### Directive A
Translate this sentence from the text on single wire earth return into Spanish: "In true DC conditions, the electron flow is wholly analogous to flowing water."
### Directive B
Print a passage from the text on single wire earth return word for word. Begin at the words "1. Pure conduction" and stop after "guided along them.".
### Directive C
Answer these from the text on single wire earth return:
(i) If there is only one wire, what would the device be doing with electrons?
(ii) In the first numbered point, what makes pure conduction current very inefficient?
(iii) In the second numbered point, where does energy transfer happen?

If you mean one wire, then no. The device would be accumulating (or losing) electrons. Even one wire / AC is very inefficient (the environment has to serve as the second wire, but it's not connected in a conductive way)

In true DC conditions, the electron flow is wholly analogous to flowing water. If there truly is only one conductive path to whatever appliance is being powered, then, by conservation of charge, this means that charge must be building in the appliance, and this cannot happen indefinitely. The continuity equation $\partial_t \rho + \nabla\cdot\vec{J} = 0$ where $\rho$ is the charge density field and $\vec{J}$ the current density is, in true DC ($\partial_t=0$):

$$\nabla\cdot\vec{J}=0$$

which means that the flux lines of current (the integral curves of $\vec{J}$) must be closed loops, hence there is always a return path.

In time varying situations, charge can accumulate for short times and, in particular, it can drain from and gather in places periodically. The rhythmically gathering and draining charge $\partial_t \rho$ gives rise to the generalised idea of conserved current which includes the displacement current (see my answer here).

So Single Wire Earth Return works by a combination of:

  1. Pure conduction current, if the system truly is D.C., with the return path being charge flowing through the literal earth, so this is very inefficient if the soil is poorly conductive (although you do have a huge cross sectional area on your side!);

  2. Periodical shuttling to and fro of charge and cyclic gathering and draining of charge at each point in an A.C. system. Ground return telegraph is partly through this mechanism. The best way to think of energy transfer is through the Poynting vector: energy transfer happens through the freespace around the conductors by way of propagating electromagnetic waves and the conducting wires let charge shuffle around so that these waves are guided along them.

### Dataset excerpt
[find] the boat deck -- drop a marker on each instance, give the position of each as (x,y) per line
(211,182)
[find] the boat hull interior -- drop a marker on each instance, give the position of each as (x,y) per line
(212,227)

### Expected answer A
En condiciones de corriente continua verdadera, el flujo de electrones es totalmente análogo al agua que fluye.

### Expected answer B
1. Pure conduction current, if the system truly is D.C., with the return path being charge flowing through the literal earth, so this is very inefficient if the soil is poorly conductive (although you do have a huge cross sectional area on your side!);

  2. Periodical shuttling to and fro of charge and cyclic gathering and draining of charge at each point in an A.C. system. Ground return telegraph is partly through this mechanism. The best way to think of energy transfer is through the Poynting vector: energy transfer happens through the freespace around the conductors by way of propagating electromagnetic waves and the conducting wires let charge shuffle around so that these waves are guided along them.

### Expected answer C
(i) Accumulating (or losing) electrons.
(ii) Poorly conductive soil.
(iii) Through the freespace around the conductors, by way of propagating electromagnetic waves.